____ Quoted passage

Federal Judge hands Gov. DeSantis a win, strikes down CDC cruise line rules

A federal judge has ordered that the Center for Disease Control and Prevention can no longer enforce its rules imposed on cruise lines during the coronavirus pandemic in Florida beginning July 18.

“The CDC has been wrong all along, and they knew it,” Florida Governor Ron DeSantis said in a statement. DeSantis alleged that the agency was trying to “sink” the cruise line industry. “Today, we are securing this victory for Florida families, for the cruise industry, and for every state that wants to preserve its rights in the face of unprecedented federal overreach,” he added.

DeSantis filed suit against the CDC in April, demanding they immediately lift restrictions on the cruise industry. “We don’t believe the federal government has the right to mothball a major industry for over a year based on very little evidence and very little data,” DeSantis said at the time. “I think we have a good chance for success.”

“The ruling essentially frees the cruise industry from the CDC’s arbitrary and burdensome requirement of 95% vaccination among passengers, ” said DeSantis’ spokeswoman Christina Pushaw. She said the governor’s office was not aware of any cruise line that will be requiring its passengers to provide “vaccine passports,” which DeSantis banned in the state of Florida.

________

▶ **Brief 1**
Set down the part of the cruise line ruling article that runs from "DeSantis filed suit" down to "state of Florida.", word for word.
▶ **Brief 2**
In the cruise line ruling article, what month did DeSantis file suit against the CDC?
▶ **Brief 3**
Extend the article on the cruise line ruling, picking up after its final sentence.

____ Source information

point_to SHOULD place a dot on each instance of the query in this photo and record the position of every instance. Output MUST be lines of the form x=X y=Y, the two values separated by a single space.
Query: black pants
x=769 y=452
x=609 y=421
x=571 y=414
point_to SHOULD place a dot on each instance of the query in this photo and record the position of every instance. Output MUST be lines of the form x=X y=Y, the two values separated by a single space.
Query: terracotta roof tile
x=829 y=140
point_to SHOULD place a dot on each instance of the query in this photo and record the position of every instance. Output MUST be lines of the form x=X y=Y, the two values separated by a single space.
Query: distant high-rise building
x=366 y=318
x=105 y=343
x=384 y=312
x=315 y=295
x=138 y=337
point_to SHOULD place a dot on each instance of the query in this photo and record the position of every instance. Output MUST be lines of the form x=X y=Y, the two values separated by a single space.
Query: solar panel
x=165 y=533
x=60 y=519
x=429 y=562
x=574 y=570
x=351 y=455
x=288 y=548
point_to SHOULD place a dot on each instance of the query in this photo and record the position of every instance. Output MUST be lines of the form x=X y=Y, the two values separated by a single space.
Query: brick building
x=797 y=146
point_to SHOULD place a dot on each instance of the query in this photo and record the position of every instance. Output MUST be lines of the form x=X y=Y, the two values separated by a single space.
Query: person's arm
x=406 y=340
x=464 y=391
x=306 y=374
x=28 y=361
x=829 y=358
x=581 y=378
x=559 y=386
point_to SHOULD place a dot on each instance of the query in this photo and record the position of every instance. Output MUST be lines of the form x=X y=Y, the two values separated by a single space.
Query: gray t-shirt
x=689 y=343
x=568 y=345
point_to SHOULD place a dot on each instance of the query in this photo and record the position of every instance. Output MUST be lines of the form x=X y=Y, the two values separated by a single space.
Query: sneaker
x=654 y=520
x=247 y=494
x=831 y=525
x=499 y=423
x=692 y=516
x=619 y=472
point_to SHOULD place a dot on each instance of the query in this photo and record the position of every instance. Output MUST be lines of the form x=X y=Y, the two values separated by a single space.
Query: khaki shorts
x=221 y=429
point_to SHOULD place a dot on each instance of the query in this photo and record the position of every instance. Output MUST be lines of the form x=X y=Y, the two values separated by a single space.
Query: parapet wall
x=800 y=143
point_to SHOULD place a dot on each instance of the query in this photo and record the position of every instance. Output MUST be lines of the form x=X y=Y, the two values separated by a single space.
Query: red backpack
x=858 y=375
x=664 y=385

________

▶ **Response box 1**
DeSantis filed suit against the CDC in April, demanding they immediately lift restrictions on the cruise industry. “We don’t believe the federal government has the right to mothball a major industry for over a year based on very little evidence and very little data,” DeSantis said at the time. “I think we have a good chance for success.”

“The ruling essentially frees the cruise industry from the CDC’s arbitrary and burdensome requirement of 95% vaccination among passengers, ” said DeSantis’ spokeswoman Christina Pushaw. She said the governor’s office was not aware of any cruise line that will be requiring its passengers to provide “vaccine passports,” which DeSantis banned in the state of Florida.

▶ **Response box 2**
April

▶ **Response box 3**
The 124-page ruling issued by U.S. District Judge Steven Merryday orders that the CDC’s conditional sailing order will become a “non-binding consideration, recommendation, or guideline” when applied to Florida sailings on July 18.

Florida Attorney General Ashley Moody lauded the ruling saying that the industry would soon be allowed to sail again, after being shuttered since March of 2020.

“Today’s ruling is a victory for the hardworking Floridians whose livelihoods depend on the cruise industry,” Moody said. “The federal government does not, nor should it ever, have the authority to single out and lockdown an entire industry indefinitely.”

In the suit, Florida argued that the CDC overstepped its authority with the conditional sailing order. Merrydady’s decision found that the state was “highly likely to prevail on the merits” of that claim.

“Viewed with the benefit of history, CDC’s assertion of a formidable and unprecedented authority warrants a healthy dose of skepticism,” he wrote. He also noted that the lack of precedent for the CDC’s actions which “halted for an extended time an entire multi-billion dollar industry nationwide.”

“In a word, never has CDC implemented measures as extensive, disabling, and exclusive as those under review in this action,” Merryday wrote.

Merryday called the CDC’s claim it has the discretion to shut down a cruise because of COVID-19 transmission, “breathtaking, unprecedented, and acutely and singularly authoritarian,” and compared it to a hypothetical shut down of sexual intercourse nationwide to prevent the spread of AIDS.